Cuplikan data penunjukan:
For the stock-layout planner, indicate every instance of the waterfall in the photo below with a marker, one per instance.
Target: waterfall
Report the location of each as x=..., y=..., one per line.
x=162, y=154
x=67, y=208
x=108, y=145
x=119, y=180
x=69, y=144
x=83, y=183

### TUJUAN
Tulis ulang seluruh daftar di atas kata demi kata, tanpa mengubah satu baris pun.

### SOLUSI LATIHAN
For the stock-layout planner, indicate every instance of the waterfall in the photo below with a marker, one per instance.
Target: waterfall
Report the location of each as x=..., y=..., one per line.
x=162, y=154
x=67, y=208
x=108, y=145
x=119, y=180
x=69, y=144
x=83, y=183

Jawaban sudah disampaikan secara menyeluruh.